====== Data section
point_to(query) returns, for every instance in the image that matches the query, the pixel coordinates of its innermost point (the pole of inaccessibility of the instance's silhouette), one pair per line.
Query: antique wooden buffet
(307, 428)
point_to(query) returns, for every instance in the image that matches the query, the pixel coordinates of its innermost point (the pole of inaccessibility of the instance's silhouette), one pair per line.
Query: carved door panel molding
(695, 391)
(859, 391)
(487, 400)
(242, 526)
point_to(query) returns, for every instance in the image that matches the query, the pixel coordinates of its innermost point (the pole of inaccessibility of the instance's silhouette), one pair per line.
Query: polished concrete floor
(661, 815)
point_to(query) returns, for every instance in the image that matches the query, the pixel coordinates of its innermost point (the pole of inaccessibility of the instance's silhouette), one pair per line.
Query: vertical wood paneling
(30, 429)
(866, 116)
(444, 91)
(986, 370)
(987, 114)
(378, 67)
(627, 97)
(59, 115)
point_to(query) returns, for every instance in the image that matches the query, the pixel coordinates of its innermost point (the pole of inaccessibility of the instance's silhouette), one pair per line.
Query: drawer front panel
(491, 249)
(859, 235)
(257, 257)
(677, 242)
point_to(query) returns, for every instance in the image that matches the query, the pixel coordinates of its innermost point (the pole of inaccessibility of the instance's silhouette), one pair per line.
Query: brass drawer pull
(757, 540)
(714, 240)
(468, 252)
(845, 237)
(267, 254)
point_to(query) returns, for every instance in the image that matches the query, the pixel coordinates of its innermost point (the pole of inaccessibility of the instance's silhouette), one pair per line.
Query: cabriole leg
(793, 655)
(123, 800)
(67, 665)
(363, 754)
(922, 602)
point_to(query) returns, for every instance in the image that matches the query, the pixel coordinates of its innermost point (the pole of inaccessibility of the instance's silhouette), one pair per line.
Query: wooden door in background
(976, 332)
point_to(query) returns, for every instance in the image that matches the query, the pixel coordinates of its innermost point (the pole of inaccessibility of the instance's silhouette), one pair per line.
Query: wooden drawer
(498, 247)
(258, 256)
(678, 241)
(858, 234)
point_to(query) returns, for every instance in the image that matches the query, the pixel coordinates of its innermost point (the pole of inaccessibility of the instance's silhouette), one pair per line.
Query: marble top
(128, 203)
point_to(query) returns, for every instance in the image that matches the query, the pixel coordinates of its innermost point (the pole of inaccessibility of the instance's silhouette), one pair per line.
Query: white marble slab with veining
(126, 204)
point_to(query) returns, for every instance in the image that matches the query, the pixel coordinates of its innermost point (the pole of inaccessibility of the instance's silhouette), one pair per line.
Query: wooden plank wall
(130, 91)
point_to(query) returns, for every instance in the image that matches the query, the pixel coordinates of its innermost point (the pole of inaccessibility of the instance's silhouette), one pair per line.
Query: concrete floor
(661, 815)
============
*Assignment*.
All lines above should be output verbatim.

*Output of the task*.
point_to(query) returns, for every instance in the image that matches the query, the pixel coordinates of its innermost point (the pole of inaccessibility of the instance's silhouette), one pair per line.
Query: antique wooden buffet
(307, 428)
point_to(query) returns, for every instance in the image that matches the query, the pixel coordinates of its innermost point (the pole of inaccessibility of the instance's silhouette), one pair per line.
Query: carved door panel molding
(695, 391)
(859, 391)
(487, 400)
(242, 526)
point_to(query) returns, for every instance in the image that matches the query, the pixel coordinates of its innermost point (the pole of inaccessibility of the instance's silhouette), one pair per line.
Query: polished concrete floor
(661, 815)
point_to(query) returns, for every instance in the image that matches the query, the pixel coordinates of its innermost point (the pole of inaccessibility of the instance's silhouette), one pair per line.
Query: vertical wood paneling
(30, 429)
(866, 116)
(444, 91)
(986, 370)
(987, 114)
(378, 67)
(627, 97)
(59, 115)
point_to(query) returns, for every instance in the image that matches the query, the pixel coordinates of its innermost point (the pole of inaccessibility of the instance's silhouette), one pair per line.
Query: drawer front panel
(491, 249)
(859, 235)
(257, 257)
(677, 242)
point_to(query) returns, for every instance in the image that matches the query, the pixel coordinates of its innermost point (the pole of inaccessibility of the instance's silhouette), one pair per line.
Query: brass drawer pull
(757, 540)
(714, 240)
(468, 252)
(845, 237)
(267, 254)
point_to(query) returns, for every instance in the image that matches the query, the pixel coordinates of its innermost point (the pole of inaccessibility of the instance's silhouette), one pair per line.
Query: cabriole leg
(793, 655)
(123, 800)
(67, 665)
(363, 754)
(922, 602)
point_to(query) returns, for every instance in the image that matches the query, the pixel coordinates of its innermost point (the pole of inaccessibility of the instance's silhouette), one pair per line.
Query: wooden door in background
(976, 332)
point_to(query) returns, for every instance in the image that matches the query, the pixel coordinates of its innermost point (the pole of inaccessibility of the instance's silhouette), one pair per line.
Query: wooden drawer
(498, 247)
(258, 256)
(678, 241)
(858, 234)
point_to(query) returns, for every instance in the image that matches the query, the pixel coordinates of its innermost point (the pole of inaccessibility of the instance's silhouette), one pair per line.
Query: marble top
(128, 203)
point_to(query) returns, for every instance in the image that matches the query, the pixel coordinates of its innermost point (the pole of inaccessibility of the instance's silhouette), one pair per line.
Query: white marble slab with veining
(126, 204)
point_to(query) returns, for every instance in the image that matches the query, the pixel coordinates of its innermost point (the pole of inaccessibility of the instance's silhouette), one pair per line.
Query: wooden plank wall
(130, 91)
point_to(query) returns, for every instance in the image that matches the query, the pixel coordinates of its innermost point (the pole of inaccessibility of the instance's silhouette), one pair per line.
Query: concrete floor
(661, 815)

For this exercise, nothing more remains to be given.